Write the material out again, line by line, exactly as it is.
────
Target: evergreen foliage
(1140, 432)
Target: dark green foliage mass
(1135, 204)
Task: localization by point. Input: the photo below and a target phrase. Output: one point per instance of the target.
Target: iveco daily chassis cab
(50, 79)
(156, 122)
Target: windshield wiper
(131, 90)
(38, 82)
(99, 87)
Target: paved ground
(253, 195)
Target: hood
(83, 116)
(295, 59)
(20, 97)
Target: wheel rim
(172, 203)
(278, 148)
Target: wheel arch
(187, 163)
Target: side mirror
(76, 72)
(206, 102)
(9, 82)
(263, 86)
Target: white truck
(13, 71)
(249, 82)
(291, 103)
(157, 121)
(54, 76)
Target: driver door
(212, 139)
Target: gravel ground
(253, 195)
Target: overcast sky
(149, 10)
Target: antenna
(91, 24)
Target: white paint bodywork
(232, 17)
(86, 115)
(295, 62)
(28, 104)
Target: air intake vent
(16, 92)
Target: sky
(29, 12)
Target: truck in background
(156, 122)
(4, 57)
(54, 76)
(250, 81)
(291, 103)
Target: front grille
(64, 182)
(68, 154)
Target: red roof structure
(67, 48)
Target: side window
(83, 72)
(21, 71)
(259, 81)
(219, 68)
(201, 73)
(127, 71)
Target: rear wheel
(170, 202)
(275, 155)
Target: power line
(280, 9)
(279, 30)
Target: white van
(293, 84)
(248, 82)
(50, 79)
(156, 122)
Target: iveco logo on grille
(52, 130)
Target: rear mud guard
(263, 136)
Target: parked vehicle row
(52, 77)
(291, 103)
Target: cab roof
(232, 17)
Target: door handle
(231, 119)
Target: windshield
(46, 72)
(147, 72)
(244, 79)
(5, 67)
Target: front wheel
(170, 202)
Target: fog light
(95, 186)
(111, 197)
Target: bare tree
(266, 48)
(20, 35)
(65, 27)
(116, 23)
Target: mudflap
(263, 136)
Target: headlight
────
* _Output below_
Target: evergreen foliage
(1140, 432)
Target: dark green foliage mass
(1135, 204)
Task: localization by point. Input: the photo below and a target phrase. Output: one point per instance of the target.
Target: iveco daily chassis cab
(50, 79)
(156, 122)
Target: windshield wiper
(131, 90)
(38, 82)
(99, 87)
Target: paved ground
(253, 195)
Target: hood
(83, 116)
(295, 59)
(20, 97)
Target: wheel rim
(172, 203)
(278, 148)
Target: wheel arch
(187, 163)
Target: side mirror
(76, 72)
(206, 102)
(9, 82)
(263, 86)
Target: white truck
(13, 71)
(249, 82)
(291, 103)
(157, 121)
(54, 76)
Target: driver door
(212, 139)
Target: gravel ground
(253, 195)
Target: overcast sky
(149, 10)
Target: antenna
(91, 24)
Target: white paint bodywork
(232, 17)
(86, 115)
(295, 62)
(28, 104)
Target: air intake vent
(16, 92)
Target: sky
(29, 12)
Target: truck in background
(156, 122)
(4, 57)
(54, 76)
(250, 81)
(291, 103)
Target: front grille
(64, 182)
(68, 154)
Target: red roof structure
(67, 48)
Target: side window
(83, 72)
(21, 71)
(259, 81)
(219, 68)
(201, 73)
(127, 71)
Target: rear wheel
(170, 202)
(275, 155)
Target: power line
(280, 9)
(279, 30)
Target: white van
(293, 84)
(248, 82)
(50, 79)
(156, 122)
Target: iveco logo on grille
(52, 130)
Target: rear mud guard
(263, 136)
Target: parked vehicle row
(52, 77)
(291, 103)
Target: cab roof
(232, 17)
Target: door handle
(231, 119)
Target: windshield
(46, 72)
(147, 72)
(244, 79)
(5, 67)
Target: front wheel
(170, 202)
Target: fog light
(95, 186)
(111, 197)
Target: bare tree
(266, 48)
(20, 35)
(65, 27)
(116, 23)
Target: mudflap
(263, 136)
Target: headlight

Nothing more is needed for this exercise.